— What needs to be done —
Print, exactly as they appear, only the lines from the line that contains "Target: cobblestone pavement" through the end of the listing.
BEGIN
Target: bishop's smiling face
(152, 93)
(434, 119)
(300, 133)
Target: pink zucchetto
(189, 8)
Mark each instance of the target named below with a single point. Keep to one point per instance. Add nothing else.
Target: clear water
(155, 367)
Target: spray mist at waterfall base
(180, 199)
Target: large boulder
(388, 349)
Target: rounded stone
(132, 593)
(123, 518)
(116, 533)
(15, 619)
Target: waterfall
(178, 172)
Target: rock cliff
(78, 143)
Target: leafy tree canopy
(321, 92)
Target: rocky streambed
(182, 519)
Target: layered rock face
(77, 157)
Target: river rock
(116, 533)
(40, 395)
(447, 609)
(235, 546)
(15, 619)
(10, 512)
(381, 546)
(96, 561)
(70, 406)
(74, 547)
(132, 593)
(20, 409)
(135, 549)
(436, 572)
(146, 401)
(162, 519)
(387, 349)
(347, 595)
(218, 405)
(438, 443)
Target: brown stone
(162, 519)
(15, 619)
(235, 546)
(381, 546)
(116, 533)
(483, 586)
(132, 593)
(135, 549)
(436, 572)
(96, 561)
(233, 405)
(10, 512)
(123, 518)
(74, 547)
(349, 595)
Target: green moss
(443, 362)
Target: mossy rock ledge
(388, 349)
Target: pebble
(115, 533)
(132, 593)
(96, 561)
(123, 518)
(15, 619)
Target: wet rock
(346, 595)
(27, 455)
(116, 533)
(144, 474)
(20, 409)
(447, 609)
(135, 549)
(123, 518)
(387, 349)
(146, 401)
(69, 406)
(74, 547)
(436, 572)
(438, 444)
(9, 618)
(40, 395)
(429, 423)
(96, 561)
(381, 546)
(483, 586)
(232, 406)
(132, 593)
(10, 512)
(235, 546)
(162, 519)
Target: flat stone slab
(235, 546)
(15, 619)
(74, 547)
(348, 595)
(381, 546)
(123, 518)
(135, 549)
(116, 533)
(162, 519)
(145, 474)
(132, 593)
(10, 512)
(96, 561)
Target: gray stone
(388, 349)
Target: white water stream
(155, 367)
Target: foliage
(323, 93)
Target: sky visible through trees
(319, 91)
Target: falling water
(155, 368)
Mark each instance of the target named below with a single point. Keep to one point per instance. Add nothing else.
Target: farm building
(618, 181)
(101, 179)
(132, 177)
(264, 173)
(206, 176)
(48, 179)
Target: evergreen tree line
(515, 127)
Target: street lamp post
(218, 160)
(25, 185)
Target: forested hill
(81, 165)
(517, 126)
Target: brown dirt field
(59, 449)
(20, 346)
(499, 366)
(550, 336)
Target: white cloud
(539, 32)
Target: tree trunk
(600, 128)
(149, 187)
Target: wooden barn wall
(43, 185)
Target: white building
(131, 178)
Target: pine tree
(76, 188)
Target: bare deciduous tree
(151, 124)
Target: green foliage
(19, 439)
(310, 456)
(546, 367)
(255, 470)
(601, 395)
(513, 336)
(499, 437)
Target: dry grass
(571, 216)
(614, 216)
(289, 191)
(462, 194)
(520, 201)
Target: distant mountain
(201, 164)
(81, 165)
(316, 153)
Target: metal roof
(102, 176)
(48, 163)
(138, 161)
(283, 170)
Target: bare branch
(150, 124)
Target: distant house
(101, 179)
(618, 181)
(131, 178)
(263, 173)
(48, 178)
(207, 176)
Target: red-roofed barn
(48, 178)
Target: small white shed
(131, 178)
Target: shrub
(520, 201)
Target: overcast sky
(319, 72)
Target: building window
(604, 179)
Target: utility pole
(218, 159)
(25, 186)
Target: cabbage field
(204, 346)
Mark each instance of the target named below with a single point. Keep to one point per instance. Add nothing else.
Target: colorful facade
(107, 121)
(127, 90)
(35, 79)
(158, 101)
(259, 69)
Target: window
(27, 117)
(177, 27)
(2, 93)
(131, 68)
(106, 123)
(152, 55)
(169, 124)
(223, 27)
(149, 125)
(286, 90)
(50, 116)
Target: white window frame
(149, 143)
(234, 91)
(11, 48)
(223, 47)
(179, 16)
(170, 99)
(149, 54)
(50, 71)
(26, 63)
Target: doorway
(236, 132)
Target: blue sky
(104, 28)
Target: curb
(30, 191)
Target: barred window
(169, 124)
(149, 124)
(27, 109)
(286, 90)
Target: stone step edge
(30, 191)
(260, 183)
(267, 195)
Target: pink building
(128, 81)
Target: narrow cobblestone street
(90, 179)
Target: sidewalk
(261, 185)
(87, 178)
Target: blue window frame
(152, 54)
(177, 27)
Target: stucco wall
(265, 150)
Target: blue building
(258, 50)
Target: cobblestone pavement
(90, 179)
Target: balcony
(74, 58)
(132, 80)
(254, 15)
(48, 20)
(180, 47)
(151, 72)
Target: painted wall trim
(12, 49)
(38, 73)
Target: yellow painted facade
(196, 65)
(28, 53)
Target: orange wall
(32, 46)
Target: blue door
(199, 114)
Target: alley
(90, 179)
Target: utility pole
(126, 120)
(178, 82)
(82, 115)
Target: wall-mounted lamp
END
— Reply to the exercise —
Target: cobblestone pavement
(90, 179)
Target: balcony
(74, 58)
(132, 80)
(254, 15)
(48, 20)
(180, 47)
(151, 72)
Target: painted wall trim
(12, 49)
(38, 73)
Target: yellow painted facade
(196, 65)
(28, 53)
Target: orange wall
(32, 46)
Target: blue door
(199, 114)
Target: alley
(90, 179)
Target: utility pole
(126, 120)
(178, 82)
(82, 115)
Target: wall-mounted lamp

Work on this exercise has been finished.